«Будущий Клондайк для исследователей и стремительных карьер»
В каких областях медицины нужна математика, чем кровеносная система напоминает помпу и пожарный шланг и какая строчка в инструкциях большинства лекарств говорит нам о том, что персонализированная медицина не за горами, читайте в репортаже Indicator.Ru со школы «Математическое моделирование в фармацевтике».
В день как всегда неожиданного для коммунальных служб декабрьского снегопада, пока москвичи стояли в пробках, опаздывая на работу, несколько десятков человек ехали в Сколково на школу «Математическое моделирование в фармацевтике». Проводят ее совместно Открытый университет Сколково, биомедицинский кластер Фонда «Сколково» и компания-резидент проекта «Сколково» M&S Decisions. В «Технопарке», на четвертом этаже огромного здания, ученые и представители фармкомпаний рассказывали о настоящем и будущем математических моделей, которые используются в разработке препаратов и лечении людей.
«Если перестать учиться, то окажешься за бортом»
Лекции 4 декабря, в первый день школы, были открыты для всех желающих, но, судя по всему, доехать в рабочий день и снегопад, кроме отобранных участников, удалось немногим (либо не все знали о такой возможности). Приветственное слово организаторов началось с заявления: в этом году на мероприятие, рассчитанное на студентов и аспирантов, пришли даже две заявки от докторов наук, причем одну из них в итоге отклонили.
«Мы не ограничиваем ни возрастной, ни интеллектуальный ценз для участников, и с одинаковым интересом просматриваем все анкеты, — поясняет исполнительный директор Открытого университета Сколково Екатерина Морозова. — Но, видимо, та информация, которую предоставляют на школе, настолько востребована в профессиональном сообществе, что кроме студентов и будущих специалистов к нам идут настоящие профессионалы. Если перестать учиться, в какой-то момент ты окажешься просто за бортом».
Организаторы отмечают, что кандидат на участие должен быть разносторонним: нужно разбираться и в информационных технологиях, и в биологии, и в фармакологии. Таких в этом году отобрали всего 30 человек, и далеко не все они пришли со стороны наук о жизни. Случайная выборка корреспондента Indicator.Ru выглядела так: два физика (биофизик с физфака МГУ и физический оптик из МФТИ), химик и трое сотрудников фарминдустрии: аспирант-медик, сотрудник сколковского стартапа, который разрабатывает лекарства от рака, и, наконец, человек, который занят тем самым делом, о котором в России многие могут лишь грезить, — математическим моделированием в фармкомпании. Он рассказал, что в отделе их трое, и начальству часто с трудом удается объяснить, зачем они тратят время на модели того, как лекарство будет работать в организме. В итоге медицинские вопросы лекторам задавали реже, и они были гораздо поверхностнее, чем частые просьбы прокомментировать график на каком-нибудь из слайдов.

- Записанные данные
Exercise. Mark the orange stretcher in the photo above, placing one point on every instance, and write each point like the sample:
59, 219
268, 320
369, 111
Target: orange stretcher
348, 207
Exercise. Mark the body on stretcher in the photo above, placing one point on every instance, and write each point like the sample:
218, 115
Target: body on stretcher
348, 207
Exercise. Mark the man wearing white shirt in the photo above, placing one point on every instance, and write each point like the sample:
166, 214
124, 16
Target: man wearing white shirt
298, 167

- Задание
Напишите продолжение репортажа о школе «Математическое моделирование в фармацевтике», начав сразу после его последнего предложения.

- Ожидаемый ответ
«Дело в том, что математическое моделирование — одна из самых междисциплинарных историй в современной науке, современной инженерии и исследованиях, — комментирует длинный список требований Екатерина Морозова. — Это взаимодействие людей, которые узкоспециализированные знания с помощью моделиста должны обобщить и создать модель, на которой можно, меняя параметры, наблюдать, как изменяется воздействие дозы фармпрепарата на тот или иной живой организм». Поэтому одна из важных целей школы — собрать людей из разных областей вместе и погрузить их в практику, дав им шанс познакомиться с программами для математического моделирования и друг с другом.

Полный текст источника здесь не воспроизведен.